### DATA ###

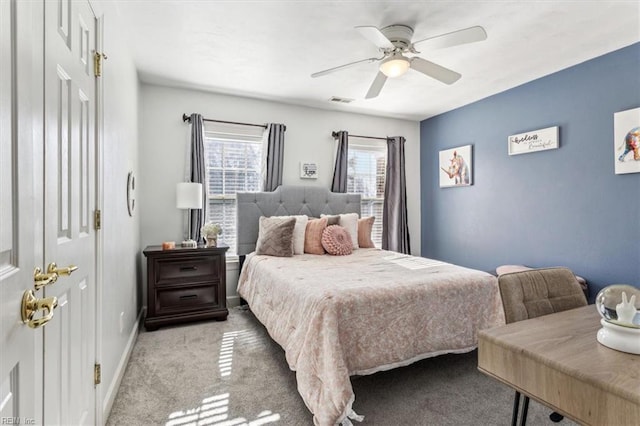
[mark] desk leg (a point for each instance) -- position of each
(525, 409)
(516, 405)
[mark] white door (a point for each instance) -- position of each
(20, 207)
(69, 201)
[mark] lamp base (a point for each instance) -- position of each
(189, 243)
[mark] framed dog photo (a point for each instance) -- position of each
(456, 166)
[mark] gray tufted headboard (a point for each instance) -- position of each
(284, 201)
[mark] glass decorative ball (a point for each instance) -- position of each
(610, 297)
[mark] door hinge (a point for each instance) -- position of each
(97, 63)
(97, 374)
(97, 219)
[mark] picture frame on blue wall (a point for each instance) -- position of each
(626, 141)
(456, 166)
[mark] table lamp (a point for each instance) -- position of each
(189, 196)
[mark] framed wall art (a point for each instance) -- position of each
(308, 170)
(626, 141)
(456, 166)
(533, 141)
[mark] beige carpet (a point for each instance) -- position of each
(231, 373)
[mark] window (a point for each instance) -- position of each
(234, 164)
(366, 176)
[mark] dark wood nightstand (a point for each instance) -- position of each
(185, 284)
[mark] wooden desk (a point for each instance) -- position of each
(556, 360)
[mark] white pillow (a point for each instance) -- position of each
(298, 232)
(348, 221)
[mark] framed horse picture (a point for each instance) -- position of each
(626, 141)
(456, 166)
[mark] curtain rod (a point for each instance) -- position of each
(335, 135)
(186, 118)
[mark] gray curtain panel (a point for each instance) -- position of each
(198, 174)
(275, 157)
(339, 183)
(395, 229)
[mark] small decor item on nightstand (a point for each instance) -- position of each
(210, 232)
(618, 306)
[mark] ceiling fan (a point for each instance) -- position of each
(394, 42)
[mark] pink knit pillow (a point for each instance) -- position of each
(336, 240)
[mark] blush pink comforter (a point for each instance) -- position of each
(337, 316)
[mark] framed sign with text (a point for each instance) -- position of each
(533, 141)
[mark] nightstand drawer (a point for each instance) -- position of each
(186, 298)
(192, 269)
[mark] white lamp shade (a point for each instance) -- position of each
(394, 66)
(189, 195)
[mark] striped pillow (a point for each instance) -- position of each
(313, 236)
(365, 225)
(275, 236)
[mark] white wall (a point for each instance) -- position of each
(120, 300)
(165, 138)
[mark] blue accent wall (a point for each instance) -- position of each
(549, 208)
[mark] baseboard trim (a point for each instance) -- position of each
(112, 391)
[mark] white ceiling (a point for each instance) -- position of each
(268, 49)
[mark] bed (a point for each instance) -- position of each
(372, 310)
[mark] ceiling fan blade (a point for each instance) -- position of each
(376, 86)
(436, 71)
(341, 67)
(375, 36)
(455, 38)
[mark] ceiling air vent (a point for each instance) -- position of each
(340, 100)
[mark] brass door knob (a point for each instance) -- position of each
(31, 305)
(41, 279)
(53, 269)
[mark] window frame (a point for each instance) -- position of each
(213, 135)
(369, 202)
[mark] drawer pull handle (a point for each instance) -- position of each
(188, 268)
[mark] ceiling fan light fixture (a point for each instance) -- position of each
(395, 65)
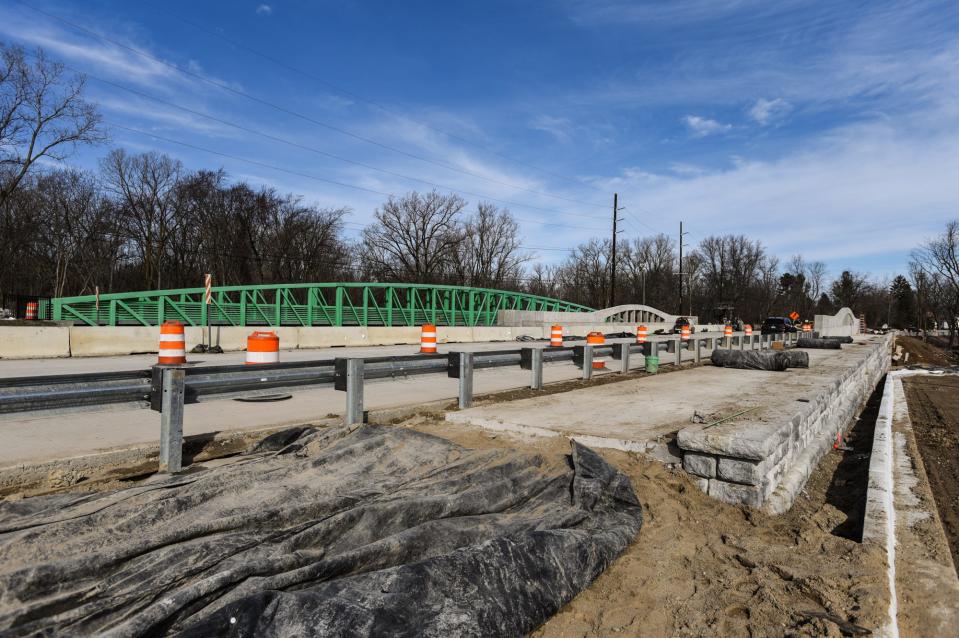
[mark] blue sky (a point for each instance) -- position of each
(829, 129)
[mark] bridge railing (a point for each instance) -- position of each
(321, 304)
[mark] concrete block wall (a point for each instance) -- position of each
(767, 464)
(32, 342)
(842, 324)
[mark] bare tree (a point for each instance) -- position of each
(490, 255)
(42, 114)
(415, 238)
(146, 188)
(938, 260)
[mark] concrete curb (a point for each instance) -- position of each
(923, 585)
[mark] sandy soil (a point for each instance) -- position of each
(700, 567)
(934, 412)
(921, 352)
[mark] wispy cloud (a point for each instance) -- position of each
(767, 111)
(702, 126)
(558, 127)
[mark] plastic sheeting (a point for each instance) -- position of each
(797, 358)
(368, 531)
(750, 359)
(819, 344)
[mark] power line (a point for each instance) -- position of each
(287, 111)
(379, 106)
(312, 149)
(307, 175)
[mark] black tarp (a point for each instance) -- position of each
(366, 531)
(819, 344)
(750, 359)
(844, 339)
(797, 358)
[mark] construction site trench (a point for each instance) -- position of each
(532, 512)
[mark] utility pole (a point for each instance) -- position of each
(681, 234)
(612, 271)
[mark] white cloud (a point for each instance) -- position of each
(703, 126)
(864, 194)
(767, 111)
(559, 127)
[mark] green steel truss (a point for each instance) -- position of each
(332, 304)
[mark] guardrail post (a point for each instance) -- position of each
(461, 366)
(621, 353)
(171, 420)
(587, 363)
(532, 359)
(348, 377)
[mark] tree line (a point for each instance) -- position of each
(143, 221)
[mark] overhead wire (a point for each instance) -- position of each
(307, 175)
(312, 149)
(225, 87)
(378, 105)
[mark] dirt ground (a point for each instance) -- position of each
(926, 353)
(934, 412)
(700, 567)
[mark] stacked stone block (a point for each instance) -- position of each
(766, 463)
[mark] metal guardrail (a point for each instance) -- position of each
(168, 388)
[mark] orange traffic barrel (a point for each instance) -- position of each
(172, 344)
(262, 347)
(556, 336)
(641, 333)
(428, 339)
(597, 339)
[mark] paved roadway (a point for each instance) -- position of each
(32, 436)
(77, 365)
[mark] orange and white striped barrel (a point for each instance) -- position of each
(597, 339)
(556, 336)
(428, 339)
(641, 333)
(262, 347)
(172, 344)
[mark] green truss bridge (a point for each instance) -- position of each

###

§ **WHAT IS BEING ASKED**: Transcribe the records verbatim and omit the images.

§ **FINAL ANSWER**:
[mark] desk leg (a point for each instance) -- position of each
(525, 409)
(516, 405)
[mark] white door (a point for each instance) -- position of each
(20, 207)
(69, 201)
[mark] lamp base (a point for each instance) -- position of each
(189, 243)
[mark] framed dog photo (a point for each instance) -- position of each
(456, 166)
[mark] gray tufted headboard (a point for each instance) -- position of each
(284, 201)
[mark] glass decorative ball (a point for each instance) -- position of each
(610, 297)
[mark] door hinge (a point for each instance) -- position of each
(97, 63)
(97, 374)
(97, 219)
[mark] picture frame on blue wall (a point for each instance) -- position of each
(626, 141)
(456, 166)
[mark] table lamp (a point for each instance) -- position of each
(189, 196)
[mark] framed wall art (a point for each instance) -- position of each
(308, 170)
(626, 141)
(456, 166)
(533, 141)
[mark] beige carpet (a point for each instance) -- position of each
(231, 373)
[mark] window (a point for each instance) -- position of each
(234, 164)
(366, 176)
[mark] dark wood nightstand (a point for each instance) -- position of each
(185, 284)
[mark] wooden desk (a point for each instance) -- position of each
(556, 360)
[mark] white pillow (a point for each instance) -- position of each
(298, 232)
(348, 221)
[mark] framed horse picture (a point for each instance) -- position of each
(626, 141)
(456, 166)
[mark] curtain rod (a point for each instance) -- position of each
(335, 135)
(186, 118)
[mark] gray curtain panel (a point for each instance) -- position of each
(198, 174)
(275, 157)
(339, 183)
(395, 229)
[mark] small decor item on nightstand (a point for each instance) -- position of each
(210, 232)
(618, 306)
[mark] ceiling fan (a point for each instance) -- position of each
(394, 42)
[mark] pink knit pillow (a point for each instance) -- position of each
(336, 240)
[mark] blush pink comforter (a point for each instance) -- position of each
(337, 316)
[mark] framed sign with text (a point for each instance) -- position of each
(533, 141)
[mark] nightstand drawer (a point for each instance) -- position of each
(186, 298)
(192, 269)
[mark] white lamp shade (a point for each instance) -- position of each
(394, 66)
(189, 195)
[mark] striped pillow (a point for each instance) -- position of each
(313, 236)
(365, 225)
(275, 236)
[mark] white wall (a point for each instance) -- position of each
(120, 300)
(165, 138)
[mark] blue accent wall (a point for each instance) -- position of each
(549, 208)
[mark] baseboard trim (a point for each instance) -- position of each
(112, 391)
[mark] white ceiling (a point for each instance) -- position of each
(268, 49)
[mark] bed (a point for each instance) -- position of each
(372, 310)
[mark] ceiling fan blade (a point for each instance) -- position of each
(376, 86)
(436, 71)
(341, 67)
(375, 36)
(455, 38)
[mark] ceiling air vent (a point for each instance) -- position of each
(340, 100)
[mark] brass door knob (a point for each instance) -- position of each
(31, 305)
(41, 279)
(53, 269)
[mark] window frame (a point for each instance) -- position of each
(213, 135)
(369, 202)
[mark] drawer pull handle (a point for each instance) -- position of each
(188, 268)
[mark] ceiling fan light fixture (a point for each instance) -- position of each
(395, 65)
[mark] blue sky (a point for each instance) -- position of each
(829, 129)
[mark] bridge railing (a point for each instance) -- position of each
(321, 304)
[mark] concrete block wall (a point for each instance) -- position of each
(767, 464)
(32, 342)
(842, 324)
[mark] bare tree (a point for each instance) -- position of each
(490, 255)
(42, 114)
(415, 238)
(146, 188)
(938, 260)
[mark] concrete curb (a point for each instance) -- position of each
(923, 585)
[mark] sandy soil (a point for each instance) -- position of each
(700, 567)
(934, 412)
(921, 352)
[mark] wispy cloud (a point for each instance) -- position of each
(767, 111)
(702, 126)
(558, 127)
[mark] plastic sheeting (a point for each instance) -- position of each
(797, 358)
(368, 531)
(750, 359)
(819, 344)
[mark] power line (a point for each instance) -- position of each
(287, 111)
(379, 106)
(312, 149)
(307, 175)
[mark] black tarp (a point for each instance) -- position of each
(366, 531)
(819, 344)
(750, 359)
(844, 339)
(797, 358)
[mark] construction site trench (a point for each instance) -- position of each
(532, 512)
[mark] utility pole (a point for each instance) -- position of each
(681, 234)
(612, 271)
[mark] white cloud (a point for each instance) -- position of each
(703, 126)
(864, 194)
(767, 111)
(559, 127)
[mark] green steel truss (a point for each instance) -- position of each
(332, 304)
[mark] guardrail post (a point for each instance) -- position of each
(461, 366)
(621, 353)
(171, 420)
(587, 363)
(532, 359)
(348, 377)
[mark] tree line (a point for each instance) -- position of each
(143, 221)
[mark] overhead wire (a point for each instance) -- position of each
(307, 175)
(312, 149)
(225, 87)
(378, 105)
[mark] dirt ground (a point for each instance) -- position of each
(926, 353)
(934, 412)
(700, 567)
[mark] stacked stone block (a point for each instance) -- position of each
(766, 463)
[mark] metal guardrail (a point for each instance) -- position of each
(168, 388)
[mark] orange traffic barrel (a point for each instance) -- position of each
(172, 344)
(262, 347)
(556, 336)
(641, 333)
(428, 339)
(597, 339)
[mark] paved roadway (a point for each instance) -- position of each
(32, 436)
(77, 365)
[mark] orange and white striped barrel (a point for each instance) -- position of each
(597, 339)
(556, 336)
(428, 339)
(641, 333)
(262, 347)
(172, 344)
[mark] green truss bridge (a point for each instance) -- position of each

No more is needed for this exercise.